| TASK REQUIREMENTS |
Arrange every line of the records below as a numbered list, skipping blank lines and leaving the pictures out.

-------------------------

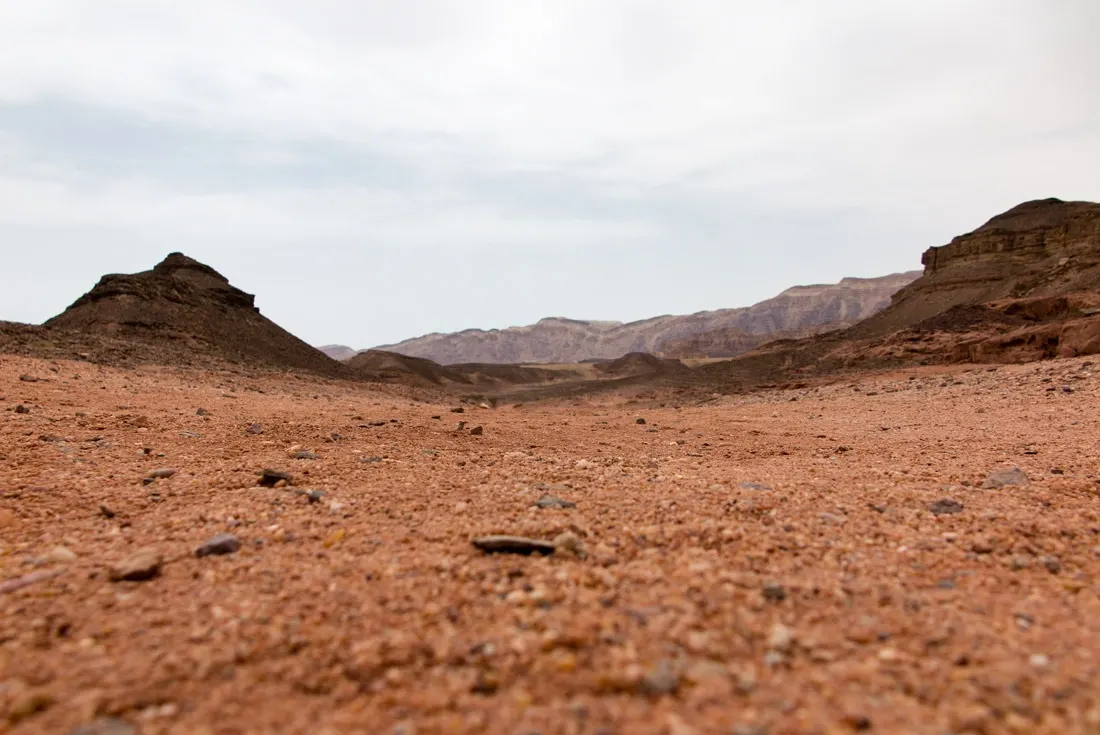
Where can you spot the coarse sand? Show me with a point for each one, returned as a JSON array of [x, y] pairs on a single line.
[[814, 560]]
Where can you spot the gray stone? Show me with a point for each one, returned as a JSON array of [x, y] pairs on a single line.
[[946, 507], [1005, 476], [663, 678], [220, 544], [271, 478], [552, 502], [138, 567], [105, 726], [774, 591], [513, 545]]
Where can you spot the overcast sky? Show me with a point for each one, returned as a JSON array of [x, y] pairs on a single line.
[[375, 169]]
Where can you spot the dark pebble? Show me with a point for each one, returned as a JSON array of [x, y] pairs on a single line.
[[513, 545], [946, 507], [270, 478], [218, 545], [551, 502]]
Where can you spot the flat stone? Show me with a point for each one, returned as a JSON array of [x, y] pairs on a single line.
[[1005, 476], [661, 679], [271, 478], [513, 545], [218, 545], [62, 555], [105, 726], [774, 591], [946, 507], [552, 502], [138, 567]]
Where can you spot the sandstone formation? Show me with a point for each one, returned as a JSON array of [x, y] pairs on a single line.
[[186, 308], [559, 340], [338, 351], [1037, 249], [1024, 286], [640, 363]]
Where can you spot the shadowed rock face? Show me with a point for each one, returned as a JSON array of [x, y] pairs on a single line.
[[1024, 286], [1038, 249], [805, 308], [187, 308]]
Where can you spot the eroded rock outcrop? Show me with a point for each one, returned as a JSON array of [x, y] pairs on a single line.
[[1043, 248], [186, 310], [559, 340]]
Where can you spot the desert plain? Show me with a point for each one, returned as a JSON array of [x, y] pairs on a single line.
[[905, 551]]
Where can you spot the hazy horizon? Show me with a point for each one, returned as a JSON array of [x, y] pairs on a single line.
[[375, 172]]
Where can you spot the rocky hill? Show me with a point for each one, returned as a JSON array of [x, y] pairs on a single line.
[[1023, 286], [338, 351], [1037, 249], [557, 339], [187, 310]]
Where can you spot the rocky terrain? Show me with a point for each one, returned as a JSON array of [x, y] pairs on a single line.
[[207, 526], [185, 307], [558, 340], [1024, 286], [195, 551]]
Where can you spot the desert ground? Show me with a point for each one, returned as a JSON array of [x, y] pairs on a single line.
[[837, 558]]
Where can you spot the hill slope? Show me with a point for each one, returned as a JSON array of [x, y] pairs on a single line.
[[557, 339], [186, 308], [1023, 286]]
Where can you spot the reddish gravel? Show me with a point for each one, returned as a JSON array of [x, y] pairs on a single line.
[[827, 598]]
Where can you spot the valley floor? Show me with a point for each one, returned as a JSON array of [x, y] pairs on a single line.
[[821, 560]]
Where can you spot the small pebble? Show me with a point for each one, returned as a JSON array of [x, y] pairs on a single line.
[[946, 506], [1005, 476], [62, 555], [513, 545], [272, 478], [774, 591], [553, 502], [105, 726], [662, 678], [138, 567], [218, 545]]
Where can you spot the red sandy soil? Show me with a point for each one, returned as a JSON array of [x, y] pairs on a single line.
[[827, 601]]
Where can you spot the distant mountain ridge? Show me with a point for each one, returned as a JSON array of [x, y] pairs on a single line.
[[559, 339]]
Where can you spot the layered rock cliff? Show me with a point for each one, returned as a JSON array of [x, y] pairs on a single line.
[[571, 340], [1043, 248], [187, 309]]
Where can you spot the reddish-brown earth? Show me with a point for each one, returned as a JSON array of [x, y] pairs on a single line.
[[812, 560]]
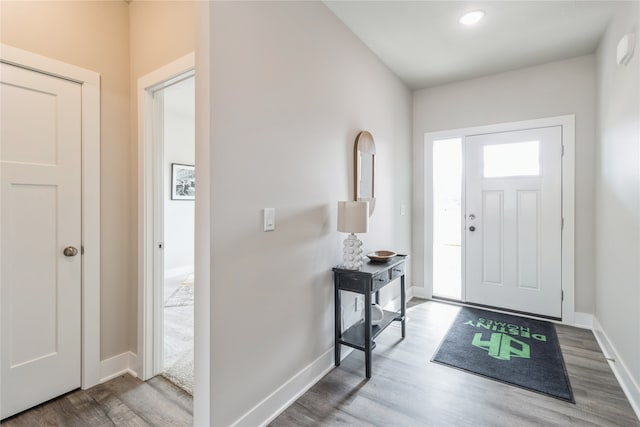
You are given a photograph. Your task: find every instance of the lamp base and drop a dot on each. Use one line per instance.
(352, 253)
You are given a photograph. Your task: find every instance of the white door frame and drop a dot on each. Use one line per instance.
(90, 92)
(150, 208)
(568, 196)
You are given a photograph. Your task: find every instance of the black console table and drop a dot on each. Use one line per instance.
(372, 277)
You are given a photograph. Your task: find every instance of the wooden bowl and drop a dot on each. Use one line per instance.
(381, 256)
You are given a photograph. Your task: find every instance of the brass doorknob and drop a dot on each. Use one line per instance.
(70, 251)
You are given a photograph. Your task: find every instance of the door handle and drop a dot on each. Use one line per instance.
(70, 251)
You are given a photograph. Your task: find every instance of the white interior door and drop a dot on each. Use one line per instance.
(514, 220)
(40, 216)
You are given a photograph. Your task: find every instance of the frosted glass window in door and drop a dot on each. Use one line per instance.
(515, 159)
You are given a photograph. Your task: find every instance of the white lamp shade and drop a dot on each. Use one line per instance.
(353, 217)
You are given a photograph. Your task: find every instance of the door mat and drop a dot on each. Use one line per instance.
(182, 296)
(514, 350)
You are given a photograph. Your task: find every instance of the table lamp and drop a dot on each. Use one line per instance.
(353, 217)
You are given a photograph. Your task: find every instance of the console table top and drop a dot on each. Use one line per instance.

-------------------------

| SOLUTION FOR THIS EXERCISE |
1. Where can you spot the coarse sand? Show me with a point for each one, returned as a JSON array of [x, y] pairs on a single line.
2. [[814, 560]]
3. Where can you spot the gray stone? Show me with a point for each one, returned as a JSON array of [x, y] pairs on a single line.
4. [[946, 507], [1005, 476], [663, 678], [220, 544], [271, 478], [552, 502], [138, 567], [105, 726], [774, 591], [513, 545]]
5. Where can you spot the overcast sky? Show me with a point for each one, returned as a JSON array of [x, y] pairs on a single line.
6. [[375, 169]]
7. Where can you spot the dark pebble? Show me with a point for each one, returned as a JSON array of [x, y] pairs on a single line.
8. [[513, 545], [946, 507], [270, 478], [218, 545], [551, 502]]
9. Where can you spot the flat stone? Show me with a point for each one, returned as a JSON array of [x, y] pairs on a single line.
10. [[1005, 476], [661, 679], [271, 478], [513, 545], [218, 545], [62, 555], [105, 726], [774, 591], [946, 507], [552, 502], [138, 567]]
11. Where can you spot the sandstone formation? Show me with a point for each one, returned as a JSON array of [x, y] pairs on a single line.
12. [[186, 308], [559, 340], [338, 351], [1037, 249], [1024, 286], [640, 363]]
13. Where can you spot the shadowed rock face? Show me with a point for each one, returned as a JSON array of [x, y] pairs on a single line.
14. [[1024, 286], [1038, 249], [805, 308], [187, 308]]
15. Where can you spot the eroded rock outcrop? Show me with a point for each one, returned as a JSON array of [x, y] pairs on a single line.
16. [[1043, 248], [186, 310], [559, 340]]
17. Where can you spot the desert plain? Show me with a point for each one, returned as a JSON array of [x, y] pairs on a single line.
18. [[905, 551]]
19. Where can you spot the hazy horizon? Show me with a point for each one, returned as a JSON array of [x, y] pairs on a single line.
20. [[375, 172]]
21. Where can you spot the rocky hill? Show me with a point for each one, returned as a JSON array of [x, y] pairs on a single line.
22. [[1023, 286], [338, 351], [1037, 249], [557, 339], [187, 310]]
23. Where can you spot the rocky terrain? Show me with a point for each one, returned as a JSON array of [x, y] pairs on a single line.
24. [[207, 526], [185, 307], [558, 340], [1024, 286], [195, 551]]
25. Where can you spot the desert ground? Show me with a point for each one, returned as a JSON array of [x, y] pairs on a single line.
26. [[837, 558]]
27. Where can you spot the hill slope? Show me with a point for each one, returned as a JSON array of [x, y] pairs on a single line.
28. [[557, 339], [186, 308], [1023, 286]]
29. Where can you spot the reddish gravel? Show me with a point for each one, returned as a JSON array of [x, y] pairs on a single line.
30. [[827, 598]]
31. Where can you spot the valley floor? Show me with a point for each one, returned as a JSON array of [x, y] pairs on a single line.
32. [[821, 560]]
33. Where can you spot the small pebble? Show me with a point for each one, returned as a JSON array of [x, y] pairs on a single line.
34. [[946, 506], [1005, 476], [62, 555], [513, 545], [272, 478], [774, 591], [553, 502], [105, 726], [662, 678], [138, 567], [218, 545]]
35. Where can you spot the red sandy soil? Show me with a point for each one, returned as a JSON array of [x, y] pairs on a single line.
36. [[827, 601]]
37. Where can you spot the distant mountain ridge? Show me with a point for each one, returned as a JSON array of [x, y] pairs on a single line.
38. [[559, 339]]
39. Where can you spot the layered rock cliff? Show me with a point for each one, returned as a JSON array of [x, y] pairs on a single line.
40. [[571, 340], [1043, 248], [187, 309]]
41. Where can you spot the reddish-brown earth? Show me with a point for each one, returned as a JSON array of [x, y] pairs on a single line.
42. [[812, 560]]
43. You are given a photograph. Your task: find every instance of the lamp base and drop a dot on each. Use one line per instance.
44. (352, 253)
45. You are given a photograph. Your task: find every instance of the white door frame and drop a dot on each. Use one line per instance.
46. (90, 92)
47. (150, 208)
48. (568, 196)
49. You are given a photograph. Your task: find every instance of the black console table and drop a dot on each. Use one line per instance.
50. (372, 277)
51. You are given a photograph. Your task: find every instance of the wooden bowl and drop a dot on each. Use one line per instance.
52. (381, 256)
53. You are given a photograph. Your task: find every instance of the brass doorknob and drop a dot on each. Use one line per instance.
54. (70, 251)
55. You are given a photograph. Your task: find every instance of the door handle and drop a dot on each. Use one line per instance.
56. (70, 251)
57. You are given a photograph. Your task: find every instance of the white interior door and drop a dot on each. Use one line per instance.
58. (514, 220)
59. (40, 216)
60. You are given a photograph. Your task: find every instance of the frosted glass window in door and drop a dot on each. Use one line per instance.
61. (515, 159)
62. You are given a photograph. Your task: find every instance of the white lamp shade and drop a dot on each. Use one line per instance.
63. (353, 217)
64. You are given a photograph. Your task: find every instance of the door mat and drop a dot on each. Use one line per instance.
65. (182, 296)
66. (514, 350)
67. You are given a photograph. Your task: find every instance of the table lamp and drop a dot on each. Use one line per instance.
68. (353, 217)
69. You are given a photograph. Your task: find every instance of the console table top and drop a dot on each. Use one line per instance.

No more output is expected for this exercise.